* [EXTRAIT PRÉSENTÉ]:
• • • • • • •
Allez hop, par souci de vous garder fidèl(e)s, je m’arrête là aujourd’hui, gardant le suspense à son comble… Mais qu’est-ce donc que cette expérience????

Promis, vous le saurez très vite! En attendant, je vous raconte juste que nos petites larves (qui n’ont pas l’habitude d’être élevées dans des puits) ont un peu trop tendance à mourir, contrairement à celles que l’on élève à Neuchâtel dans les mêmes conditions. Vos parasitaires sont donc inquiets et cherchent à comprendre pourquoi (trop chaud? trop de nourritures?), nous menons donc en parallèle de petites expériences (en élever dans une pièce plus fraîche, diminuer la quantité de nourriture) pour optimiser notre méthode. Enfin sachez que cette expérience, nous allons la faire deux fois, afin d’avoir suffisamment de résultats pour nos analyses statistiques.

Il ne me reste plus qu’à vous remercier d’avoir suivi jusqu’au bout.

Bien à vous, vos parasitaires qui bichonnent leurs moustiques (oui, c’est un comble!).

Elise Rapp

Elise Rapp est infirmière spécialisée en médecine Tropicale (IMT Anvers). Elle a repris le chemin des études pour faire de la recherche sur les maladies tropicales. Elle est actuellement basée en Tanzanie où, dans le cadre d’un master de biologie elle mène un projet de terrain sur la malaria.

Une réponse à “l’élevage de moustiques

  1. Rappelez-moi le but de cet élevage ? Parce que là ça craint, brrr, élever des moustiques, quelles idées. Mais je suis sûr que tout ceci à un but scientifique, donc je ne m’inquiète pas. En tout cas, espérons que votre projet arrivera jusqu’au bout même s’il y a quelques individus qui meurent en cours de route.
• • • • • • •
* [ENREGISTREMENTS EXTRAITS]:
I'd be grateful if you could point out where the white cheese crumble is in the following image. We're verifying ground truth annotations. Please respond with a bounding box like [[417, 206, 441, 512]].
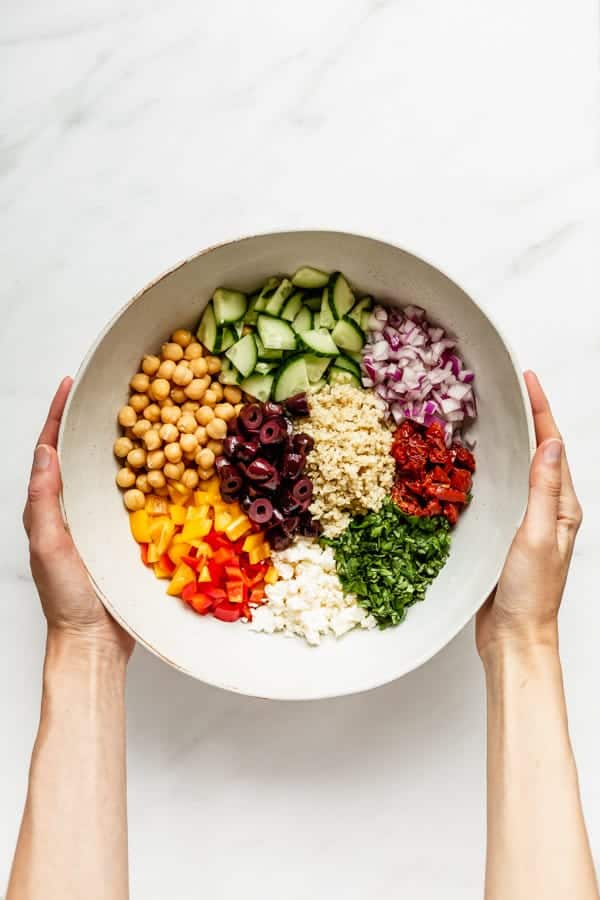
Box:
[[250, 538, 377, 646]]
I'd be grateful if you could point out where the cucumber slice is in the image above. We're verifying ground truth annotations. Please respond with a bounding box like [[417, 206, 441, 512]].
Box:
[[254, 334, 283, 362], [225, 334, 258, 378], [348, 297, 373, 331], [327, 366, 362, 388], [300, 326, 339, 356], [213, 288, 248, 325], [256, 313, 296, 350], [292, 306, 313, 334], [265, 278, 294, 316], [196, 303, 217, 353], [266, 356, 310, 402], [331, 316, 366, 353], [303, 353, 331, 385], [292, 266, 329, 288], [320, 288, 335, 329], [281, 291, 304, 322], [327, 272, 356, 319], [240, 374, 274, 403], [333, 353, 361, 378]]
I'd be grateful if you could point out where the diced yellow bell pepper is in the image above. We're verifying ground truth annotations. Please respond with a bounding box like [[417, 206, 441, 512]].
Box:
• • • • • • •
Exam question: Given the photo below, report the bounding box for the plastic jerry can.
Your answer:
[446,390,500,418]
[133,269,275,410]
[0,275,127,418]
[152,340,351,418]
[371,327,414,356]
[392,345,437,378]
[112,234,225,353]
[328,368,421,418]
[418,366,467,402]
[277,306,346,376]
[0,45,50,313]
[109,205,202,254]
• • • • • • •
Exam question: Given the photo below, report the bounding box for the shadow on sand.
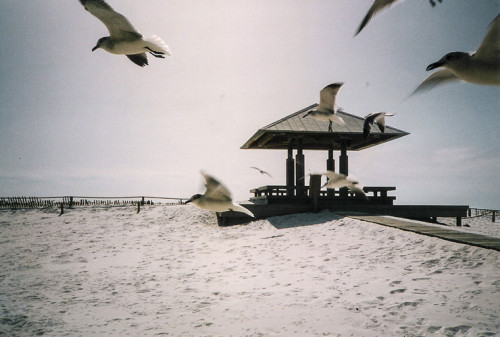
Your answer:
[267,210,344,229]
• • • • • • •
* [CONSIGNE DE TRAVAIL]: Recopiez mot pour mot le passage du texte sur l'élevage de moustiques en commençant par « Il ne me reste » et en continuant jusqu'à « c’est un comble!). ».

* [RÉPONSE ATTENDUE]:
Il ne me reste plus qu’à vous remercier d’avoir suivi jusqu’au bout.

Bien à vous, vos parasitaires qui bichonnent leurs moustiques (oui, c’est un comble!).